■ **Exercise instructions**:
Revise the data below by replacing every occurrence of "thickest part" with "widest part", leaving all other text unchanged.

■ **Raw data**:
----------
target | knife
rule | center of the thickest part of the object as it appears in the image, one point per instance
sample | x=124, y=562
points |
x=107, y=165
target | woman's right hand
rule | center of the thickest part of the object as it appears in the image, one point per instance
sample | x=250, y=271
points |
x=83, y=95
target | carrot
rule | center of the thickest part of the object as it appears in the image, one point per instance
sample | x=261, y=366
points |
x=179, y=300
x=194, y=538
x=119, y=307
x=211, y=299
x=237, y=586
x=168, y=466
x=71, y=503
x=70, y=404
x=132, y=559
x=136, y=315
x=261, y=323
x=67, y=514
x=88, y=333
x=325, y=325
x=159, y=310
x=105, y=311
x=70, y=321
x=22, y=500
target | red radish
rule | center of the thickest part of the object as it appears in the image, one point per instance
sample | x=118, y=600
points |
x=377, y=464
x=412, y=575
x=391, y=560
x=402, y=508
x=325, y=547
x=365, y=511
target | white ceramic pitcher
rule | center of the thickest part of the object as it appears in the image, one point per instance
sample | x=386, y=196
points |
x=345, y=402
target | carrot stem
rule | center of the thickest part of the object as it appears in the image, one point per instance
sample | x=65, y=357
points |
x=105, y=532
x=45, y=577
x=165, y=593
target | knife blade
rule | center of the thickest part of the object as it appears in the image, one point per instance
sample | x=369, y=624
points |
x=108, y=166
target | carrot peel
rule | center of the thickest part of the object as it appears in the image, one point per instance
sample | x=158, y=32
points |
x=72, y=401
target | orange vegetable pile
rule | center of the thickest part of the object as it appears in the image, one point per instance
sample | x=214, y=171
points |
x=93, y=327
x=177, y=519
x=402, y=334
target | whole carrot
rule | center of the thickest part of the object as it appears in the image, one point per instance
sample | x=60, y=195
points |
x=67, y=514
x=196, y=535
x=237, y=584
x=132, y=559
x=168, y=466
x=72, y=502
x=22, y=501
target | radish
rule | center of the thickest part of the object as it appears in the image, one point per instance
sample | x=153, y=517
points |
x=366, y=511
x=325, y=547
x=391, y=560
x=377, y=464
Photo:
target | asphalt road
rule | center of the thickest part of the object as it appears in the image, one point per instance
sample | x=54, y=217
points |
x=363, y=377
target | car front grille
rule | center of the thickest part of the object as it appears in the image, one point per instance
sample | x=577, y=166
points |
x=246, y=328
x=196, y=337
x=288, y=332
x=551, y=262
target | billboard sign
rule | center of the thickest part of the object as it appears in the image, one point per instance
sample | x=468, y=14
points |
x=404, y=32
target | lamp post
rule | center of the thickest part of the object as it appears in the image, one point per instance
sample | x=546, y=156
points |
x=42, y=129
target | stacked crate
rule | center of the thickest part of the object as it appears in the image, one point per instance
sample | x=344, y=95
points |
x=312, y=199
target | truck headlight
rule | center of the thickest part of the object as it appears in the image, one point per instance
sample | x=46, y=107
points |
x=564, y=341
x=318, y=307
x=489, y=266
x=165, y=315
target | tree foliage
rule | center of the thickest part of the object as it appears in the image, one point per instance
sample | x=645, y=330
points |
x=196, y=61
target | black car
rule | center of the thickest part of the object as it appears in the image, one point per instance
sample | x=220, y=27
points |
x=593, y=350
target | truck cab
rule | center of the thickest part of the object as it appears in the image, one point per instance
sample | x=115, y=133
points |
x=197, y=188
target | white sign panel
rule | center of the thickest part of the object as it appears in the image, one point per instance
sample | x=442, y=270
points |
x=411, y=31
----------
■ **Answer in full**:
target | knife
rule | center of the widest part of the object as it appears in the image, one point per instance
sample | x=124, y=562
points |
x=107, y=165
target | woman's right hand
rule | center of the widest part of the object as it appears in the image, one point per instance
sample | x=250, y=271
points |
x=83, y=95
target | carrot
rule | center of the widest part of the object as it appears in the image, one point per instance
sample | x=261, y=366
points |
x=179, y=300
x=194, y=538
x=119, y=307
x=211, y=299
x=237, y=586
x=168, y=466
x=71, y=503
x=70, y=404
x=132, y=559
x=136, y=315
x=261, y=323
x=67, y=514
x=88, y=333
x=325, y=325
x=159, y=310
x=105, y=311
x=70, y=321
x=22, y=500
target | red radish
rule | center of the widest part of the object as it appears in the image, one point per instance
sample | x=118, y=600
points |
x=377, y=464
x=412, y=575
x=391, y=560
x=402, y=508
x=325, y=547
x=365, y=511
target | white ceramic pitcher
rule | center of the widest part of the object as it appears in the image, one point per instance
sample | x=386, y=196
points |
x=345, y=402
target | carrot stem
rule | center of the widest part of the object as it appears in the image, one point per instance
sample | x=65, y=357
points |
x=105, y=532
x=45, y=577
x=165, y=593
target | knife blade
rule | center of the widest part of the object as it appears in the image, one point per instance
sample | x=369, y=624
points |
x=108, y=166
target | carrot peel
rule | center of the widest part of the object as it appears in the image, one point per instance
sample | x=158, y=32
points |
x=72, y=401
target | orange vegetable pile
rule | center of the widest part of the object as it appears in the image, one point per instance
sample | x=214, y=171
points |
x=93, y=327
x=177, y=519
x=402, y=334
target | whole carrot
rule | center of the widest part of the object as it appears in the image, one point per instance
sample | x=60, y=195
points |
x=67, y=514
x=196, y=535
x=237, y=584
x=132, y=559
x=168, y=466
x=72, y=502
x=22, y=501
target | radish
rule | center of the widest part of the object as it appears in the image, one point per instance
sample | x=153, y=517
points |
x=366, y=511
x=325, y=547
x=391, y=560
x=377, y=464
Photo:
target | asphalt road
rule | center of the widest part of the object as it appears in the image, one point per instance
sample | x=54, y=217
points |
x=363, y=377
target | car front grille
rule | center of the widest part of the object as it appears in the image, one point per instance
sample | x=577, y=166
points |
x=246, y=328
x=196, y=337
x=288, y=332
x=551, y=262
target | billboard sign
rule | center of the widest part of the object as it appears in the image, one point per instance
sample | x=468, y=14
points |
x=404, y=32
target | lamp post
rule | center of the widest part of the object as it appears in the image, one point per instance
sample | x=546, y=156
points |
x=42, y=129
target | stacked crate
rule | center of the widest part of the object as it appears in the image, one point per instance
sample | x=344, y=95
points |
x=312, y=199
target | truck headlight
rule | center of the widest part of the object as it appears in the image, one point per instance
sample | x=46, y=107
points |
x=564, y=341
x=318, y=307
x=489, y=266
x=165, y=315
target | tree foliage
rule | center of the widest part of the object as it appears in the image, one point per instance
sample | x=645, y=330
points |
x=196, y=61
target | black car
rule | center of the widest part of the object as it appears in the image, one point per instance
sample | x=220, y=27
points |
x=593, y=350
target | truck cab
rule | center of the widest part of the object as it appears in the image, one point per instance
sample | x=115, y=133
points |
x=197, y=188
target | white sign panel
rule | center of the widest part of the object as it appears in the image, one point per instance
sample | x=442, y=270
points |
x=411, y=31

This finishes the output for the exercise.